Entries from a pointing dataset
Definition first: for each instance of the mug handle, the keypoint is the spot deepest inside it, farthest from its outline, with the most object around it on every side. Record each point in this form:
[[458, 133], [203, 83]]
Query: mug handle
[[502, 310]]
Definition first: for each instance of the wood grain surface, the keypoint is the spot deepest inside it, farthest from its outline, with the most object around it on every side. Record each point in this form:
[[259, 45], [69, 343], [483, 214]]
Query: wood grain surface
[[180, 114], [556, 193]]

#### DIRECTIONS FOR THIS TASK
Rewrite the listing above as a two-column Markdown table with the headers Row and Line. Put each line's number under Row and its text under Line, and leave out blank lines.

#### WORKED ANSWER
| Row | Line |
|---|---|
| 1 | Definition first: for each instance of the mug handle, the keypoint is the spot deepest inside it, farthest from its outline, with the most object around it on every side. Record each point in this form: |
| 2 | [[458, 133], [203, 83]] |
| 3 | Query: mug handle |
| 4 | [[502, 310]] |
| 5 | Definition first: for each instance of the wood grain surface, the keypoint is the spot deepest inside it, farthest from its outline, with the most object around it on every side. Record each point in this form: |
| 6 | [[259, 45], [69, 343], [483, 214]] |
| 7 | Query: wood grain surface |
| 8 | [[180, 114], [556, 193]] |